= Passage =
================================

Vibration sensing is the most commonly used online monitoring technique because of its rugged cost-effective, but the sensing quantity is an indirect indicator of gearbox condition due to the low signal-to-noise ratio (SNR) of the sensing measurement. On the other hand, oil debris analysis, as a direct sensing method, provides an alternative solution by offline inspection of the gearbox condition. The oil debris measurements can directly indicate the machinery condition with high accuracy. An oil debris analysis was performed by Bolander et al. (2009) to estimate the spall size as the damage progressed in aircraft engine prognosis. It can be found that oil debris monitoring is suitable to provide an early indication and quantification of internal damage of a gearbox, but it is far from convenient or cost-effective because of high cost and human intervention requirements during normal operations of gearboxes.

To bridge the gap between direct sensing and indirect sensing, virtual sensing has emerged as a viable, noninvasive, and cost-effective method to infer difficult-to-measure or expensive-to-measure parameters based on computational models (Tham et al. 1991). It has been investigated for active noise and vibration control (Petersen et al. 2008), industrial process control (Cheng et al. 2004), building operation optimization (Ploennigs et al. 2011), lead-through robot programming (Ragaglia et al. 2016), product quality of hydrodesulfurization (HDS) (Shokri et al. 2015), and tool condition monitoring (Bustillo et al. 2011; Li and Tzeng 2000). Data-driven virtual sensing techniques are favorable by fusing the extracted features from noisy online measurements to infer the difficult-to-measure parameters based on artificial intelligence models (Gelman et al. 2013). A good feature representation method should be able to remove the irrelevant and redundant features, while preserving important (geometric or statistical) properties of the original data (Bolón et al. 2015). Thus, it is critical to devise a systematic feature selection and representation scheme to extract and select the most representative features. Moreover, it may reduce the computational complexity and storage, improve the efficiency of virtual sensing models, and provide insight for knowledge discovery.

================================

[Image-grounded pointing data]
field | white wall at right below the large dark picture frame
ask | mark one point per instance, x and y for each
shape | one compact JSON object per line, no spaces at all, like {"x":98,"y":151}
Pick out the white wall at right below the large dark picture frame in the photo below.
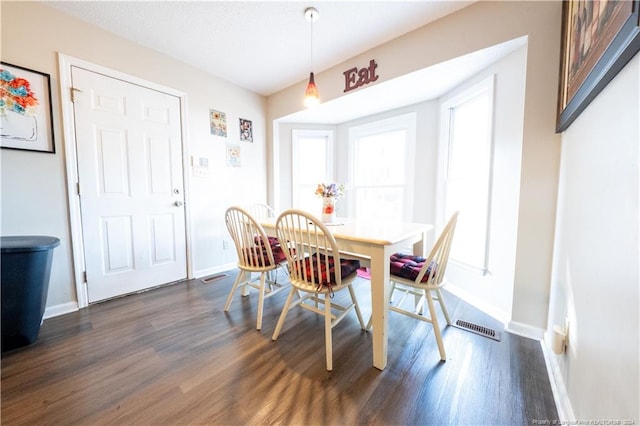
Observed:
{"x":595,"y":281}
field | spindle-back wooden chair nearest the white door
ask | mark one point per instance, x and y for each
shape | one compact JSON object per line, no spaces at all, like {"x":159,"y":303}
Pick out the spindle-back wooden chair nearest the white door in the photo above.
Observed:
{"x":256,"y":253}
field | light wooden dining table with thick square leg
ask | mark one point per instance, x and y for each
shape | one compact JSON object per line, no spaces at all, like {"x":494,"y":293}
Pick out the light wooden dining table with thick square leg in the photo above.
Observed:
{"x":374,"y":241}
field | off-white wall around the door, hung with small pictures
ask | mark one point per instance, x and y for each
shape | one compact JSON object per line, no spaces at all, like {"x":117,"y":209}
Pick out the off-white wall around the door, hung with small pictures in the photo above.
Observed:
{"x":32,"y":205}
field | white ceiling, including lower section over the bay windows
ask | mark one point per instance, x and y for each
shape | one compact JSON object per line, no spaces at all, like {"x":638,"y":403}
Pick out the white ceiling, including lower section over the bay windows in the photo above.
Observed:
{"x":264,"y":46}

================================

= What you have to do =
In the passage on gearbox condition monitoring, list every application that virtual sensing is said to have been investigated for.

= Reply =
- Active noise and vibration control
- Industrial process control
- Building operation optimization
- Lead-through robot programming
- Product quality of hydrodesulfurization (HDS)
- Tool condition monitoring